## Document extract
[ome-devel] In-place Imports

Thu Dec 19 11:21:06 GMT 2013

Hi Douglas,

On Dec 18, 2013, at 5:28 PM, Douglas Russell wrote:

> As I understand it, once we have OMERO5, we should be able to start working
> towards having in-place imports of data. This is pretty important for a
> number of reasons, not least of which is that all our users currently keep
> copies of everything on a network drive as well as OMERO which is total
> duplication. Also, it will drastically reduce import times and network
> traffic. I'm interested in understanding how this is going to work.

I went ahead and tried to put together a script which will do the in-place import:

  https://github.com/joshmoore/omero-user-scripts/blob/in-place-import/InPlaceImport.py

What's missing at the moment is knowing the location that the symlink should
happen. Likely this will be an addition to the API that will have to go in for
5.0.0 to make this possible.

> I assume that this will require a special import procedure in which the
> OMERO server is given a path to a file on the local machine instead of data
> for upload.

Yup. Doing this via scripts seems to be a good way forward so that we can improve
the in-place work without requiring a new server. Open to opinions though.

> Obviously there is no upload step per se although there might be some
> symlinking or something, then the server would move on directly to doing
> the metadata import.
> 
> I have some questions.

## Problem details
In the in-place imports thread, why does the reply favor handling in-place imports through scripts?

Extracted data entries
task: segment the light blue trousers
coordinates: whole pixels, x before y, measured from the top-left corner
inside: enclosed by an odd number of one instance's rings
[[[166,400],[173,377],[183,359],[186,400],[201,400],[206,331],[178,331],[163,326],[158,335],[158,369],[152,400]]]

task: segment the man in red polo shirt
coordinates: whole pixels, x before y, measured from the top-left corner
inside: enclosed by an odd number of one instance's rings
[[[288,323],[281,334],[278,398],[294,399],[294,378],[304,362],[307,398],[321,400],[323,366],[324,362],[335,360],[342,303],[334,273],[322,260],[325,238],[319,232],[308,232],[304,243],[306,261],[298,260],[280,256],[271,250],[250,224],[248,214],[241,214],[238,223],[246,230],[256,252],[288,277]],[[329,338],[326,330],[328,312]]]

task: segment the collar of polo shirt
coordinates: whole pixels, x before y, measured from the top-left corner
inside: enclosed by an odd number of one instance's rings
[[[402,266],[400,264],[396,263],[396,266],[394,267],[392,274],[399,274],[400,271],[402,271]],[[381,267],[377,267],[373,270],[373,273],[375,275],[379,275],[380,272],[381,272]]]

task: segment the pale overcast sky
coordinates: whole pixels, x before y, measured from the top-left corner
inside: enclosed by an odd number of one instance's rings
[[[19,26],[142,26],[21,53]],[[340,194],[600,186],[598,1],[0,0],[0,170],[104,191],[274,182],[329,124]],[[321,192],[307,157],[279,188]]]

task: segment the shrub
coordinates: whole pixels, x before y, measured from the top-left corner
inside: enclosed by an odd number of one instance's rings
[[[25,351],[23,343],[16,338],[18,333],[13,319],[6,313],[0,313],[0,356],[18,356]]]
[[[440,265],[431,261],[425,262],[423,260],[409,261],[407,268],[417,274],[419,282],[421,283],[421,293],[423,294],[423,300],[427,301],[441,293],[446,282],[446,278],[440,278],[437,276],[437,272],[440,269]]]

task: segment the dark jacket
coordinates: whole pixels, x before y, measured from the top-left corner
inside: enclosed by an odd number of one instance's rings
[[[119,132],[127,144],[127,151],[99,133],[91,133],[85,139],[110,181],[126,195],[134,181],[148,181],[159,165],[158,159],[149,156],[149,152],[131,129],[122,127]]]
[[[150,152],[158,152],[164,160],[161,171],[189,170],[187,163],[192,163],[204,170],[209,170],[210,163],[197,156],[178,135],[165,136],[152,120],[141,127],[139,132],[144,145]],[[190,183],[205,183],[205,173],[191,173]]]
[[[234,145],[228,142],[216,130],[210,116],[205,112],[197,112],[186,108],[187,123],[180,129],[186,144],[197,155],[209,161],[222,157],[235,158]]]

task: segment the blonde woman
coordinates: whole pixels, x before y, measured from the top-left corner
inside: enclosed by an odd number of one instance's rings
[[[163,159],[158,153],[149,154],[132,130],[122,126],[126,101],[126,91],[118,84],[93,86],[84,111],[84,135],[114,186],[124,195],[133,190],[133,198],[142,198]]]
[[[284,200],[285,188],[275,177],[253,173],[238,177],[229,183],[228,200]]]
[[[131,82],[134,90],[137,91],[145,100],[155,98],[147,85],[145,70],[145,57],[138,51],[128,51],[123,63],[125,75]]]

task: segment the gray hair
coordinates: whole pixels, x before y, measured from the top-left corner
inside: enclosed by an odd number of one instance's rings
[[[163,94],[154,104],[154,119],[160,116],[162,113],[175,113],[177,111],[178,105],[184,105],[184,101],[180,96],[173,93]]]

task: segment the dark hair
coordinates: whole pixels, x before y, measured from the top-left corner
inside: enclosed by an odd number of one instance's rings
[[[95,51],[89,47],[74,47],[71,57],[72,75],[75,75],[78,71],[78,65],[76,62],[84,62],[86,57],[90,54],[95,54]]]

## Task response
Handling in-place imports through scripts allows the in-place work to be improved without requiring a new server.